# THE EXERCISE
Could you copy out, word for word, the part of the server log management guide running from "Phase 6: Log" up to and including "if /run only)"?

[Begin DOCUMENT SECTION]

Phase 6: Log Management and Audit Trail
Configure journald for persistent storage and sensible retention, then wire up logrotate for any plain-text logs your scripts write:
# /etc/systemd/journald.conf.d/99-production.conf
[Journal]
Storage=persistent # Survive reboots (default is "auto", which is volatile if /run only)
Compress=yes
SystemMaxUse=2G # Journals never consume more than 2 GB on disk
SystemKeepFree=500M # Always leave 500 MB free
MaxRetentionSec=90day # Auto-prune entries older than 90 days
MaxFileSec=1week # Rotate individual journal files weekly
ForwardToSyslog=no # Do not double-write to rsyslog (saves I/O)
# Restart journald to apply
systemctl restart systemd-journald
# Inspect current journal disk usage
journalctl --disk-usage
# Manually vacuum to target size (useful after changing limits):
journalctl --vacuum-size=1G
journalctl --vacuum-time=90d
# logrotate config for our custom alert log
cat > /etc/logrotate.d/disk-alert <<'EOF'
/var/log/disk-alert.log {
daily
rotate 30
compress
delaycompress
missingok
notifempty
create 640 root adm
}
EOF
# Test logrotate config (dry-run)
logrotate -d /etc/logrotate.d/disk-alert
Phase 7: Scheduled Maintenance Tasks
Every production server needs a set of recurring housekeeping jobs. We use both cron (for simple commands) and systemd timers (for jobs that need dependency tracking or resource limits):
# /etc/cron.d/server-maintenance
# All times are UTC (servers must always run in UTC — local time zones are a source of bugs)
# Security patches: unattended daily (only security updates, not all updates)

[End DOCUMENT SECTION]
[Begin INFORMATION SHOWN]

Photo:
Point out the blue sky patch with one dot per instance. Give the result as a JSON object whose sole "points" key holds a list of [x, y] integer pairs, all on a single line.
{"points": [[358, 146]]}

[End INFORMATION SHOWN]

# REPLY TO THE EXERCISE
Phase 6: Log Management and Audit Trail
Configure journald for persistent storage and sensible retention, then wire up logrotate for any plain-text logs your scripts write:
# /etc/systemd/journald.conf.d/99-production.conf
[Journal]
Storage=persistent # Survive reboots (default is "auto", which is volatile if /run only)